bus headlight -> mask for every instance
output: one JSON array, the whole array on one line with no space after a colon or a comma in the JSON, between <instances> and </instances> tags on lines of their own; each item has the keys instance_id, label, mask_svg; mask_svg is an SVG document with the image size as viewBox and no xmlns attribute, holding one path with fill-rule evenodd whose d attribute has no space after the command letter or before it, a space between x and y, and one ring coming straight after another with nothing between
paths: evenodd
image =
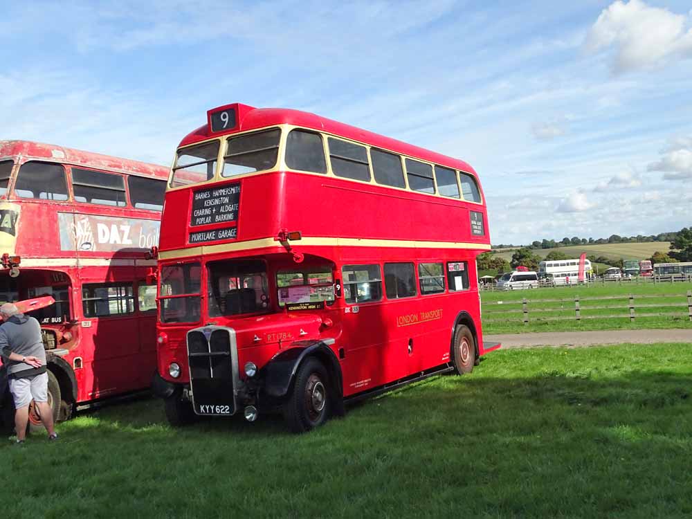
<instances>
[{"instance_id":1,"label":"bus headlight","mask_svg":"<svg viewBox=\"0 0 692 519\"><path fill-rule=\"evenodd\" d=\"M245 363L245 374L251 379L257 374L257 367L253 362Z\"/></svg>"},{"instance_id":2,"label":"bus headlight","mask_svg":"<svg viewBox=\"0 0 692 519\"><path fill-rule=\"evenodd\" d=\"M176 362L172 362L168 365L168 374L174 379L180 376L180 365Z\"/></svg>"}]
</instances>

### What you are asked to do
Copy out the listing above word for word, leaving out the picture.

### Response
bus headlight -> mask for every instance
output: one JSON array, the whole array on one line with no space after a colon or a comma in the JSON, between <instances> and </instances> tags on lines of their own; each item has the keys instance_id, label, mask_svg; mask_svg is an SVG document with the image size as viewBox and no xmlns attribute, holding one path with fill-rule evenodd whose d attribute has no space after the command letter or before it, a space between x and y, and one ring coming straight after another with nothing between
paths: evenodd
image =
<instances>
[{"instance_id":1,"label":"bus headlight","mask_svg":"<svg viewBox=\"0 0 692 519\"><path fill-rule=\"evenodd\" d=\"M245 363L245 374L251 379L257 374L257 367L253 362Z\"/></svg>"},{"instance_id":2,"label":"bus headlight","mask_svg":"<svg viewBox=\"0 0 692 519\"><path fill-rule=\"evenodd\" d=\"M176 362L172 362L168 365L168 374L174 379L180 376L180 365Z\"/></svg>"}]
</instances>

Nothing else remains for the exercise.